═════ Provided entries

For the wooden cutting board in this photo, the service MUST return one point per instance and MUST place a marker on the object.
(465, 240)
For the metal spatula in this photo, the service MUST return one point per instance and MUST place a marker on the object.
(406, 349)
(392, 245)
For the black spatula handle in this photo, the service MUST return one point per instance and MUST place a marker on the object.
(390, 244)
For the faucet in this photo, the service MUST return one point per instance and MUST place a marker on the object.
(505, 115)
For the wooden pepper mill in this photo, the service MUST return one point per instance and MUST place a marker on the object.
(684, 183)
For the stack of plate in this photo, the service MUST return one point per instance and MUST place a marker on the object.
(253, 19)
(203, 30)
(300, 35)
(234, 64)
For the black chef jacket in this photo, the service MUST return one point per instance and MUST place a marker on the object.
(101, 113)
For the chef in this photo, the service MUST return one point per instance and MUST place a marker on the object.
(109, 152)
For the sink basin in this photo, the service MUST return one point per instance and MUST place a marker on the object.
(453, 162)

══════════
═════ Provided entries

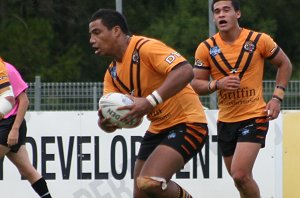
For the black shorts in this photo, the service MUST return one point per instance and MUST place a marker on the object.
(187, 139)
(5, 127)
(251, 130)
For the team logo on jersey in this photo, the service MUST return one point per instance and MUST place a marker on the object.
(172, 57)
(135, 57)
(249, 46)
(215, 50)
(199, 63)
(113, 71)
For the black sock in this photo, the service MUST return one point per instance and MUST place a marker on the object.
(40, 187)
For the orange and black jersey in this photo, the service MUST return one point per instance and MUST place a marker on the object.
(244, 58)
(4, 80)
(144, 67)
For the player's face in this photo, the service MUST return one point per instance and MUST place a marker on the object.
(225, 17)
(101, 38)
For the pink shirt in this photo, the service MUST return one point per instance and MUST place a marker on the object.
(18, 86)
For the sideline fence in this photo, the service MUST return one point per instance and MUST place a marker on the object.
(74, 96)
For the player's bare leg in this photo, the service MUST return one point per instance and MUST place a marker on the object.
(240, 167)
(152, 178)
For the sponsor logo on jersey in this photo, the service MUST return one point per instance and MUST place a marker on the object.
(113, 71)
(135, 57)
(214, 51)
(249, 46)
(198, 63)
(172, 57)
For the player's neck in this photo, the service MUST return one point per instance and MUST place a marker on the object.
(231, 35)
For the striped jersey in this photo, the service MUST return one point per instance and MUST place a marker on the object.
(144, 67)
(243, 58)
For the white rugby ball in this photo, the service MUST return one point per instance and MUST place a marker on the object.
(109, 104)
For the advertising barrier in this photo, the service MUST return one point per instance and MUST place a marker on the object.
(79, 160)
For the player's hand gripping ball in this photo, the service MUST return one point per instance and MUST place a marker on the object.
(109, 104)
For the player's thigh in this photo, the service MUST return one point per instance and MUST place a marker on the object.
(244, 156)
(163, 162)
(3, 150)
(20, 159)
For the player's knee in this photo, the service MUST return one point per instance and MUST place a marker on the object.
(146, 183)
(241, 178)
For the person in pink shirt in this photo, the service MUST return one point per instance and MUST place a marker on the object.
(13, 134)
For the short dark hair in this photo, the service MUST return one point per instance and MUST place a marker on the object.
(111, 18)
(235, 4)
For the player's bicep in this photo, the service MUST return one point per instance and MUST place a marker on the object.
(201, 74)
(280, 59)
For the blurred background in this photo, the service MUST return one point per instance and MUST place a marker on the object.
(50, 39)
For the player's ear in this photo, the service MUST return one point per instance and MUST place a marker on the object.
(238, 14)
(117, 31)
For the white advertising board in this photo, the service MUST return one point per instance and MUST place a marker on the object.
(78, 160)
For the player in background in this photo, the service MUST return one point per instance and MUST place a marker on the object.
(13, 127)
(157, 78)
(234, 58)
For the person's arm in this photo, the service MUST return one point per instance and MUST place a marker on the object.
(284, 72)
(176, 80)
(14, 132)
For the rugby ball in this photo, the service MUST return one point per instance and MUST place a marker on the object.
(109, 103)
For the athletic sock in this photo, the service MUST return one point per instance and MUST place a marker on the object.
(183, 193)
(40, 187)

══════════
═════ Provided entries

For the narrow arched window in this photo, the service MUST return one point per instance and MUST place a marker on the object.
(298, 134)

══════════

> _Aim of the exercise_: Pull out each line of the entries above that contains the string "sock". Case counts, so uppercase and lowercase letters do not match each other.

> _Written response_:
For the black sock in this photo, the service MUST return one point per instance and MUST place a marker on the object.
For the athletic sock in this photo, the service MUST return one point per instance and MUST place a marker on the object.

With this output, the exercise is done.